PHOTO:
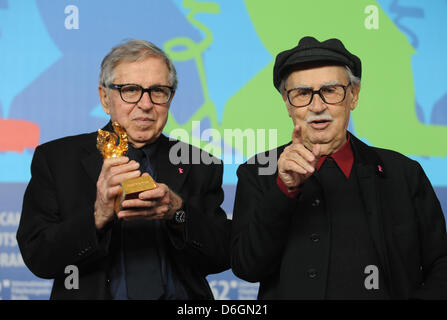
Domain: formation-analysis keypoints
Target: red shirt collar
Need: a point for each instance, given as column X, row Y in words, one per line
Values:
column 343, row 157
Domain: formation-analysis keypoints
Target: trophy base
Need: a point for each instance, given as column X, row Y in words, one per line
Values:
column 130, row 189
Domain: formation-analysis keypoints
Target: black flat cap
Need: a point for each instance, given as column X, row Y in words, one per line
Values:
column 309, row 50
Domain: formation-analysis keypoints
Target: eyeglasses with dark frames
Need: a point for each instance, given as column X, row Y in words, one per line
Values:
column 132, row 93
column 330, row 94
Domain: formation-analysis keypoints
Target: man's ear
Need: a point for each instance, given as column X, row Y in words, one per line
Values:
column 355, row 96
column 103, row 97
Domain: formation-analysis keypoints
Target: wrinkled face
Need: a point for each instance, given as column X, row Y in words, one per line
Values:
column 143, row 121
column 322, row 123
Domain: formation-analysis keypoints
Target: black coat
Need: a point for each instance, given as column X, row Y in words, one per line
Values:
column 57, row 226
column 404, row 217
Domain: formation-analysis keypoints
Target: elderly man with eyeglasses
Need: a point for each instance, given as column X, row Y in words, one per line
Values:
column 339, row 219
column 159, row 245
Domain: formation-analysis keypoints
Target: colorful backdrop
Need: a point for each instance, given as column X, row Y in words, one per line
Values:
column 224, row 50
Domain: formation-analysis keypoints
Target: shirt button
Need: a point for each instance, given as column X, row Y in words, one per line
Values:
column 315, row 237
column 312, row 273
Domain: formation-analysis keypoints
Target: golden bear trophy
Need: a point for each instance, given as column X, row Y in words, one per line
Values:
column 115, row 144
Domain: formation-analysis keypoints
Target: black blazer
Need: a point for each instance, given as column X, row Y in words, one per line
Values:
column 57, row 224
column 405, row 221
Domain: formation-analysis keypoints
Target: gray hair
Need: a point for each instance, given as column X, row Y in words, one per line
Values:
column 355, row 81
column 133, row 50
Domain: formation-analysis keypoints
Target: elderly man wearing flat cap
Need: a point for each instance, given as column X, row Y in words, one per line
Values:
column 339, row 219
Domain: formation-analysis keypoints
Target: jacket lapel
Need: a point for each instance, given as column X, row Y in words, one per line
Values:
column 92, row 160
column 173, row 175
column 370, row 171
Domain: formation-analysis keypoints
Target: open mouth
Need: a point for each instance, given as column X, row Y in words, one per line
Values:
column 319, row 124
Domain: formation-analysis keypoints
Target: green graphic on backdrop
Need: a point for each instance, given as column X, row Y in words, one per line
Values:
column 386, row 115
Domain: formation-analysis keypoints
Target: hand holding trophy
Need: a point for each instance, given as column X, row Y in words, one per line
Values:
column 115, row 144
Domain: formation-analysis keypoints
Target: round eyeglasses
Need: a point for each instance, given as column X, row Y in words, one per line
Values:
column 132, row 93
column 330, row 94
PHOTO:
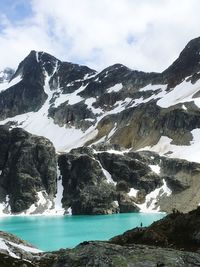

-----

Required action = Omit the pictures, then retype the remaining material without a single change.

Answer below =
PHOTO:
Domain: formation-analysis keypoints
Target: red shirt collar
Need: a point for each instance, given as column X, row Y in words, one per line
Values:
column 343, row 157
Domain: formation-analysis keypoints
Target: trophy base
Need: a point for each instance, given as column X, row Y in words, one per line
Values:
column 130, row 189
Domain: formation-analysis keypoints
Target: black flat cap
Need: a point for each instance, given as column X, row Y in words, one per line
Values:
column 309, row 50
Domain: formation-analysis keypoints
Target: eyeglasses with dark frames
Need: a point for each instance, given as column X, row Y in words, one per line
Values:
column 132, row 93
column 330, row 94
Domain: formation-analysis keypoints
Target: man's ear
Need: a point for each instance, given as column X, row Y in words, one per line
Values:
column 355, row 96
column 103, row 97
Domain: formation-analysis keypoints
Target: wrinkled face
Need: a point for each instance, given as column X, row Y in words, one per line
Values:
column 143, row 121
column 322, row 123
Domain: formation-analysis keypoints
Target: black coat
Need: a point for each instance, given as column X, row Y in words, one per line
Values:
column 57, row 226
column 404, row 217
Domain: formation-analysis keypoints
Target: elderly man with eyeglasses
Need: a point for each instance, given as column X, row Y in words, one per line
Values:
column 339, row 219
column 159, row 245
Domain: formation-analysis keypoints
Target: colorful backdrop
Need: a point for each instance, given as column X, row Y in words, one per line
Values:
column 224, row 50
Domain: formation-analysis keypoints
Target: shirt button
Need: a point for each instance, given as column X, row Y in words, one per line
Values:
column 315, row 237
column 312, row 273
Domain: formation-analysis keypoints
Target: golden bear trophy
Need: a point for each instance, given as column X, row Y in words, one per line
Values:
column 115, row 144
Domain: formation-analysis keypoints
Target: black blazer
Need: a point for each instance, given as column X, row Y in words, one per line
Values:
column 57, row 224
column 405, row 221
Domain: formation-analysis keypoints
Target: gray hair
Need: a point for each instance, given as column X, row Y in words, one per line
Values:
column 355, row 81
column 133, row 50
Domain: formation-analysis keypoints
Target: elderly man wearing flat cap
Need: a point for each instance, given as column X, row Y in words, one per line
Values:
column 339, row 219
Domain: formation-analysis keypoints
Target: jacket lapel
Need: a point for each instance, given as column X, row Y in words, one per line
Values:
column 92, row 160
column 173, row 175
column 370, row 171
Domain: formation-analysis keypoints
Target: open mouth
Need: a point for each instance, given as column X, row Y in words, one per line
Values:
column 319, row 124
Domain: formation-analysis keypoints
Target: green graphic on backdrop
Need: a point for each instance, given as column X, row Y in words, one per line
Values:
column 386, row 115
Domain: formation-analysis keypoints
Target: hand holding trophy
Need: a point for each instance, given as column X, row Y in words, one per line
Values:
column 115, row 144
Domain: formation-analysis keypoints
Target: round eyeglasses
Need: a point for each instance, given as column X, row Y in words, one per line
Values:
column 132, row 93
column 330, row 94
PHOTO:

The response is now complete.